**Text block**
--------------------------------------------------

Henry Kissinger memorably observed that the reason academic fights were so vicious was that the prizes were so small. So it has been in the Labour Party for most of the last 13 years, when the chances of overturning the Conservative administrations of the day were so unlikely that Labour MPs could focus on their real enemies — each other.
But slowly and decisively, silence has fallen on the Labour Party ahead of a purported reshuffle. Within its ranks, there seems to be a dogged determination to win. Unity of will doesn’t guarantee anything in a general election, but its opposite, disunity, is political death — as backbench Tory MPs are likely to see in the coming by-elections.
Of course, political energy has to go somewhere, and with Labour looking increasingly likely to be at least the largest party in the Commons after the next election, all the spinning is going into self-promotion to secure, or retain, a post in Keir Starmer’s Shadow Cabinet. With a Labour opinion-poll lead over the Tories that in recent weeks has been between 16 and 25 points, it would be a “Golden Ticket”.
Hence the flurry of earnest speculation about which senior Labour figures could be sacked or sidelined in the coming weeks. When political editors are asked, “So, what is Keir Starmer going to do?”, the only honest answer is: “Nobody knows.” For, in contrast to most other modern Labour leaders, Starmer does not provide a running commentary to the Westminster Lobby; nor does he have a newspaper columnist who serves as “court reporter”. Starmer stays silent, acts and then moves on.

--------------------------------------------------

**Supplied information**
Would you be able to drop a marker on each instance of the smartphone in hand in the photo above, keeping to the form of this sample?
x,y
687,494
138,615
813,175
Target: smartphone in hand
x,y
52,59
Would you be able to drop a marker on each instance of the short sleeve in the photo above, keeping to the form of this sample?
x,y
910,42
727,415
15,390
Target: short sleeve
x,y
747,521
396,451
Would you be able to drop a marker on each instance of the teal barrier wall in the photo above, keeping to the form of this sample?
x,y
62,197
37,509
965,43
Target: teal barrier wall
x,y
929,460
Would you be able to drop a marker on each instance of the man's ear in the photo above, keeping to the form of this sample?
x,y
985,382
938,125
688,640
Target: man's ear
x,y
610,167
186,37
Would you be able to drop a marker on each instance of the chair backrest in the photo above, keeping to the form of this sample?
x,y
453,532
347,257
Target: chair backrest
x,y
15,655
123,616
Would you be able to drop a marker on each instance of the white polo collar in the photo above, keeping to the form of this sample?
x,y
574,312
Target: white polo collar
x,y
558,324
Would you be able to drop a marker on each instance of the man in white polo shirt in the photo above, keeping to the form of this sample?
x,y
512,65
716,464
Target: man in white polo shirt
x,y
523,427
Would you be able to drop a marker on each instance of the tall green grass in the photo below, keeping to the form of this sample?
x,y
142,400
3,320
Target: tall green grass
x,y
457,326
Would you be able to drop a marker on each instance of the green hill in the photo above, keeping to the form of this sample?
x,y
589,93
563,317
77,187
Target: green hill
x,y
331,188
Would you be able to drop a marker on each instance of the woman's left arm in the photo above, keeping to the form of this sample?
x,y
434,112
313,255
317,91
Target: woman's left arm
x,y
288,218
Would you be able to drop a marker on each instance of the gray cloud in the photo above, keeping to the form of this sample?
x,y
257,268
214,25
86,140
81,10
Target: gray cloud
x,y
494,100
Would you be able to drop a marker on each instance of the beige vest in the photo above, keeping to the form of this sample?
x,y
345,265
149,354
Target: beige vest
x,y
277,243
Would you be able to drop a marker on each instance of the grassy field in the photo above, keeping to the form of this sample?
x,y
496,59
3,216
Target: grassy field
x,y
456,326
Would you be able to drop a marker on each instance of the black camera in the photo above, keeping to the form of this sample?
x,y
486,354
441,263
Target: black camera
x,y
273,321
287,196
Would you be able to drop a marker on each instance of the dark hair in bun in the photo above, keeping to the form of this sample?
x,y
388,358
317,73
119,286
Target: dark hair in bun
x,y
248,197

--------------------------------------------------

**Questions to answer**
**1.** In the passage above on the Labour Party, what range has Labour's opinion-poll lead over the Tories covered in recent weeks?
**2.** Carry the passage above on the Labour Party reshuffle onward from its final sentence.

**Responses by task**
**1.** Between 16 and 25 points.

**2.**
Will there be a reshuffle? We don’t know. Should there be one? Absolutely. This is the last sensible moment before the election — it’s now or never.
There are clear rules Starmer should follow. First, a reshuffle must have a clear political purpose — or don’t do it. This is not a technical matter; it’s a demonstration of leadership. Previous reshuffles have reflected Starmer’s relative strength as leader, needing to balance factions in both the Parliamentary Labour Party and the movement as a whole. It is, after all, less than two years since the UK’s Covid “Freedom Day”, when it seemed as though Boris Johnson would carry politics before him for the rest of the decade. Yet Starmer is now on his third prime minister. There have been so many Tory reshuffles and departmental reorganisations since the 2019 general election that Labour’s Shadow Cabinet no longer “shadows” the government.